#### [TO BE DONE]
(1) In the forum posts on bullying, what became of one of the girls who bullied the 15-year-old writer?
(2) Carry on the forum posts on bullying from the point where they stop.

#### [SELECTION]
══════════════════════════════

Been there done that...

I"m only 15 now and about 4 years ago i was left all alone....and when this happens its not fun...the only way i made it through since i go to a school of about 180 people....its not real easy to find people who don't hate you like those who do....but you need to talk it out...confront them constantly...and i found involving parents was making it worse so i just gave it time and tried to talk to the girls who bullied me...now one of the bullies is my best friend and i don't know what i would do without her....we are now friends because i really knew that if we just tried to talk it out that it would be fine....tess if you need to talk....i'm here.... melyount@hotmail.com i'd be glad to talk to you...you can never have too many friends.... 

 
August 16, 2005, 1:38 pm CDT

08/16 Bullies

Quote From: parisienne

After this long post I was hoping for some advice about what do with my situation? Thanks.
i think the girl is obsessed with you. you should just let it go, if it didn't affect your job or svhool the first time, it probably won't affect it in the future. I don't think you have anything to worry about!! Maybe she is crying out for attention or something and that is the only way she knows how. I don't understand why they won't even talk to you, maybe they are jealous of your accomplishments! I think you should just live your life happy, and still have friends, don't let the one situation ruin future relationships! hope to get your reply!

══════════════════════════════

#### [PROVIDED RECORDS]
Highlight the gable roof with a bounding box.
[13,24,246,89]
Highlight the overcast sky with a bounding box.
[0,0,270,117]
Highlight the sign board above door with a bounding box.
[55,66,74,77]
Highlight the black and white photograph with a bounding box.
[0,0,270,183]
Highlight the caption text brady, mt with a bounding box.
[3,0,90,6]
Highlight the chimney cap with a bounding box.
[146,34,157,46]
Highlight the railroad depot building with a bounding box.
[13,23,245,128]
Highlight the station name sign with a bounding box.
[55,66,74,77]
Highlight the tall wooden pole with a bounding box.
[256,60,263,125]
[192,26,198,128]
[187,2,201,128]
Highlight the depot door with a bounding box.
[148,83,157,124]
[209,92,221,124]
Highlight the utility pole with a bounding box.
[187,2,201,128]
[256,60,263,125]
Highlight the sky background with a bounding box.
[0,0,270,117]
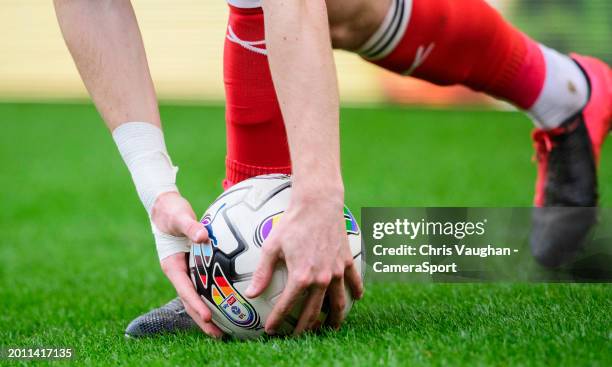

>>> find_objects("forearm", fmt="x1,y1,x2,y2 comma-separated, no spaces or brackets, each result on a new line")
263,0,344,202
54,0,160,130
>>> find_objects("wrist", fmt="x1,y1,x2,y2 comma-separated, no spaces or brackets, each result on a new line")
291,175,344,207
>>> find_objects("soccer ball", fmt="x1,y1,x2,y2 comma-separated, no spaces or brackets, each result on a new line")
189,175,364,339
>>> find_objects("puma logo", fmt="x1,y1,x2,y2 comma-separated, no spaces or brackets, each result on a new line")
227,26,268,56
404,43,436,75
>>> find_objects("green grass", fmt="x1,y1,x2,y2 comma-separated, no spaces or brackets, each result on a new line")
0,104,612,366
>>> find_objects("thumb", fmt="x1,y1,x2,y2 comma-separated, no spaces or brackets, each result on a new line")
178,216,208,243
245,243,278,298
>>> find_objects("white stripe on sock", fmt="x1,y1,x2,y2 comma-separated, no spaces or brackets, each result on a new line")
357,0,412,60
529,45,589,130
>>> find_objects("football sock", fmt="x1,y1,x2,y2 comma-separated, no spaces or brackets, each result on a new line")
223,6,291,188
358,0,589,129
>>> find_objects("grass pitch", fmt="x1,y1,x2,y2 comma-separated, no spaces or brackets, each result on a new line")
0,104,612,366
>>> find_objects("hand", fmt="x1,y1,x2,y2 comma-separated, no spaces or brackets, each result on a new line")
246,198,363,335
151,192,223,338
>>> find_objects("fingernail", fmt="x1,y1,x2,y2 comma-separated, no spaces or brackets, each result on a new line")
196,229,204,239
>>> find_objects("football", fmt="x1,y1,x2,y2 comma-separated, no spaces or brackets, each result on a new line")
189,175,364,339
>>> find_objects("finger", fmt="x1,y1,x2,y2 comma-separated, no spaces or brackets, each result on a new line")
177,215,208,243
181,299,223,339
168,272,212,322
344,263,363,299
169,272,223,338
245,244,278,298
293,287,325,335
326,278,346,329
265,281,305,335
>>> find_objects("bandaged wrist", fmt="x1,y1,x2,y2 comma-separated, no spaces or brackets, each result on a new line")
113,122,178,217
113,122,189,261
151,222,191,261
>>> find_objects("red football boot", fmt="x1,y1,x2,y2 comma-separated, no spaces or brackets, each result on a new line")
531,54,612,267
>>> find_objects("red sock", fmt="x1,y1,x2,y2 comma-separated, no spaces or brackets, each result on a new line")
359,0,546,109
223,6,291,188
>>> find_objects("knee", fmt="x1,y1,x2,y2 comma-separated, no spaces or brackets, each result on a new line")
327,0,388,51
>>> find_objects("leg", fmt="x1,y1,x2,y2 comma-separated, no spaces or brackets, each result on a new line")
328,0,612,266
223,7,291,188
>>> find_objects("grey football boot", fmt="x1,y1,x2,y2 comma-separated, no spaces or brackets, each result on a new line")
125,297,198,338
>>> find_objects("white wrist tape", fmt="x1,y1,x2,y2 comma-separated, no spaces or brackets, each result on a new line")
113,122,189,260
151,222,191,261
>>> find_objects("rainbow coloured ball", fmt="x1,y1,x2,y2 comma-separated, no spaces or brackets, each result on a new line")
189,175,363,339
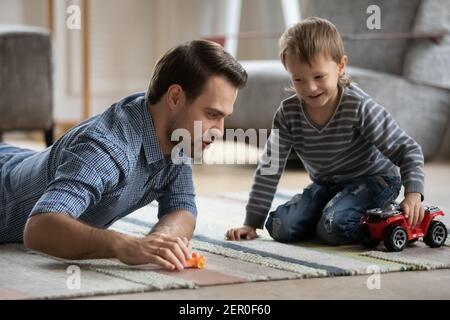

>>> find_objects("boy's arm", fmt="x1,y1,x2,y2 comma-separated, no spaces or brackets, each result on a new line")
244,106,292,229
360,100,425,226
360,100,425,200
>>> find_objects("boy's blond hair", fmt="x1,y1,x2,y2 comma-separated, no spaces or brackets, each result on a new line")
279,17,350,86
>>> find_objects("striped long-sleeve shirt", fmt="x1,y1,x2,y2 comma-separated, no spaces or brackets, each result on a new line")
244,84,424,228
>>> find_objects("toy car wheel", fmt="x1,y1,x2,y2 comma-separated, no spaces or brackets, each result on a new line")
384,226,408,251
423,221,447,248
361,224,380,249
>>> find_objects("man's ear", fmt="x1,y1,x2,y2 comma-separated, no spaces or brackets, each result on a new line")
166,84,185,111
338,55,348,76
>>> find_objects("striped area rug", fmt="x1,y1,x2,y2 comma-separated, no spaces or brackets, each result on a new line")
0,190,450,299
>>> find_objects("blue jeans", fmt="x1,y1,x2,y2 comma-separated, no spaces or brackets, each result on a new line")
266,176,401,245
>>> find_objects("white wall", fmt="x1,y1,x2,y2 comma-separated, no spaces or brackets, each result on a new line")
0,0,292,122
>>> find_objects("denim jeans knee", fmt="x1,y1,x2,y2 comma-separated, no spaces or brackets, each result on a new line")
266,184,327,242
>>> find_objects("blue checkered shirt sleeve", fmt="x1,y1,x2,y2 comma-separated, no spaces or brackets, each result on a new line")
30,138,128,218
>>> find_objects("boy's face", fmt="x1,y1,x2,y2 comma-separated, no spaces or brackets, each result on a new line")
285,53,347,109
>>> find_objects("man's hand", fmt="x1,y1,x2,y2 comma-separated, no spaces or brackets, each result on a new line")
116,233,191,271
225,225,258,240
400,192,425,227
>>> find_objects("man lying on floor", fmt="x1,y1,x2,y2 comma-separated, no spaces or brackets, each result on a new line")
0,40,247,270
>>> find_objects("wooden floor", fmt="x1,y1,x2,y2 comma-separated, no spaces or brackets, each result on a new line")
4,132,450,299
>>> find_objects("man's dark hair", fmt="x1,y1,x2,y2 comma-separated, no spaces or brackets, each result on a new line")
145,40,247,104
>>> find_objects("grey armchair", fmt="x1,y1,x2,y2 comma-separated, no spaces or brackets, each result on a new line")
0,26,53,146
226,0,450,159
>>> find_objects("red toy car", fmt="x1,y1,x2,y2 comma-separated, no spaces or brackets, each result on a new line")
361,204,447,251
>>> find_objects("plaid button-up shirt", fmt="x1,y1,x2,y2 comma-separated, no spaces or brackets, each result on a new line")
0,93,197,243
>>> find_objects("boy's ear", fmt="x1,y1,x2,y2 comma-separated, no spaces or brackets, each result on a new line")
166,84,185,111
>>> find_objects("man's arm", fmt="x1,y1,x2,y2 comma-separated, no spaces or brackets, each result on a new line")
24,213,189,270
149,210,196,240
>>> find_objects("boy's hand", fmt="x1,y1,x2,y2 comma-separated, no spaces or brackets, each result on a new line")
400,192,425,227
225,226,258,240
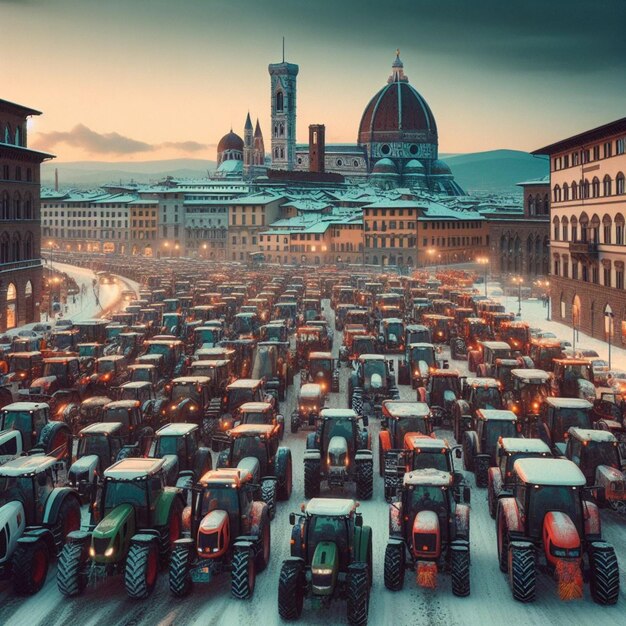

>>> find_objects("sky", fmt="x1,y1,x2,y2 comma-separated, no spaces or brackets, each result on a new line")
0,0,626,161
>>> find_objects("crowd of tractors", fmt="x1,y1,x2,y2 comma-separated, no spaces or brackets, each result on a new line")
0,265,626,625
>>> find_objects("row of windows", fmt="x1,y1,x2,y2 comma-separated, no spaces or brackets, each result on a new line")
553,172,626,202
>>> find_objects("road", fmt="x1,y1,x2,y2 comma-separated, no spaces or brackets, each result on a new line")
0,294,626,626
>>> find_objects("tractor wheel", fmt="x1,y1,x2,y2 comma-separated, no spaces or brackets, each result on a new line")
356,460,374,500
11,539,50,596
304,460,322,500
450,546,470,598
57,541,88,598
508,545,537,602
278,561,306,620
589,542,619,604
51,497,81,551
474,457,489,487
170,547,193,598
230,547,256,600
276,449,293,500
261,479,276,520
159,498,183,567
347,563,370,626
385,543,405,591
124,541,159,600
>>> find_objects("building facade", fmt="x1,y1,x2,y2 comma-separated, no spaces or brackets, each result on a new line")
0,100,52,332
533,118,626,345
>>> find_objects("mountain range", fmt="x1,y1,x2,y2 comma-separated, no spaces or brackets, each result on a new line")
41,150,548,193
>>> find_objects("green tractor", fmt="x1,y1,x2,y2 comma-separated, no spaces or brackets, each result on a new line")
278,498,372,626
57,458,185,599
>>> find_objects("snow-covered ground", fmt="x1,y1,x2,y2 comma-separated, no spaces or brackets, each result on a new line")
0,292,626,626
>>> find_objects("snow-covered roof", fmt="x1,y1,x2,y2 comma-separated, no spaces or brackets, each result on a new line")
513,458,587,487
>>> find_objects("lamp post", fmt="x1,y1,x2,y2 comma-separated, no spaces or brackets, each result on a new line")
476,256,489,298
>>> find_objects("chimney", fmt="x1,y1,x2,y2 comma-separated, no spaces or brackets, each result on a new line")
309,124,326,174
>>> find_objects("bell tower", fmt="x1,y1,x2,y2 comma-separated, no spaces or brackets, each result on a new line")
268,40,300,170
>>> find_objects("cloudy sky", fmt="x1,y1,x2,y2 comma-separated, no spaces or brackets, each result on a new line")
0,0,626,161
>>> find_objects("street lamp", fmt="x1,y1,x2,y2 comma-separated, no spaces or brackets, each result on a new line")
476,256,489,298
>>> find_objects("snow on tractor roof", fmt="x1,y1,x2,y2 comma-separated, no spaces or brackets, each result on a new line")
383,400,430,418
568,426,617,443
305,498,357,517
79,422,122,436
511,369,550,384
156,422,198,437
104,458,165,480
513,459,587,487
2,402,49,412
402,467,454,487
545,396,592,409
476,409,517,422
0,455,58,476
499,437,552,456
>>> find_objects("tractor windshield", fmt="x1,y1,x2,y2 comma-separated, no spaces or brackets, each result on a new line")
232,436,267,467
527,485,583,537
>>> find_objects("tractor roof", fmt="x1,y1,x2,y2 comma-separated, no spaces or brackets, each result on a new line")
513,459,587,487
156,422,198,437
511,368,550,384
498,437,552,456
79,422,122,436
2,402,49,411
309,352,333,361
0,455,58,476
104,457,165,480
476,409,517,422
300,383,322,398
172,376,211,385
402,467,454,487
320,409,358,419
383,400,430,418
545,396,592,409
568,426,617,443
239,402,272,413
226,378,261,389
305,498,357,517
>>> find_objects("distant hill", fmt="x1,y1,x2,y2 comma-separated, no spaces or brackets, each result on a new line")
41,159,216,189
442,150,548,193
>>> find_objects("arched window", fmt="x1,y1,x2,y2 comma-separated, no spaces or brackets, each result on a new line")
591,176,600,198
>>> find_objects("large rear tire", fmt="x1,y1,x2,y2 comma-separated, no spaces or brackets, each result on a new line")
385,543,405,591
347,563,370,626
589,542,619,604
12,539,50,596
278,561,305,620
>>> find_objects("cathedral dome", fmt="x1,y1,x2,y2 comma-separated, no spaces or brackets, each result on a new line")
217,130,243,154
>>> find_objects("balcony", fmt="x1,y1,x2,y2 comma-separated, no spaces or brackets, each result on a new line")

══════════════════════════════

#### [ANSWERS PROVIDED]
(1) She became the writer's best friend.

(2)
 
August 16, 2005, 1:44 pm CDT

Thanks for THIS SHOW!

I am very thankful to see this show.  Indeed interent bullying exist!!!!!!!!!!  And it is easier because of the ease of disguise and non-confrotation. 

 

I have a daughter. She is beautiful. She has been bullied since elementary school, however, wont EVER complain for several reasons.  I blame myself. As a Mother, I have embarassed her by trying to protect her and maybe have been overzealous in doing so.  

 

When she was in the third grade, I would catch her crying in her room when she was and she would tell me how the girls would exclude her in recess because she "was not popular" or "had brown hair". She would say "please don't say anything to the teacher, Mommy. It's ok." 

 

I would tell her it was rediculous and still complain to the school. It never made a difference. Maybe that is why my daughter does not tell me when she gets picked on.   I blame myself for not building my daughters self esteem more.   

 

Since, she has become a young lady dealing with normal preteen issues that include a sever case of facial and back acne. She refuses to get a haircut, and like to wear her hair in her face. She talk sometimes how the other gilrs have boyfriends. How whenever a boy calls her, it only last a few weeks.  

 

Now, she will be attending her third year of Middle school, and the same girls that were mean to her in elementary school, bully her in Middle school.  Last year, it began online.  These girls are control aditcs, and I would not be surpirse a bit if they get invloved in my daughters personal business and spread rumors to these boys. I am guessing, tho. One girl was bullyinh her online calling her names and how ugly she is. This is a diverse middle school, the African Amercian girls once pushed my daughter because she will where particular clothing.  I did not know this until the follwoing week.  

 

Another girl wrote to my daughter that she is a lesbian and was soliciting sex from my daughter on the internet.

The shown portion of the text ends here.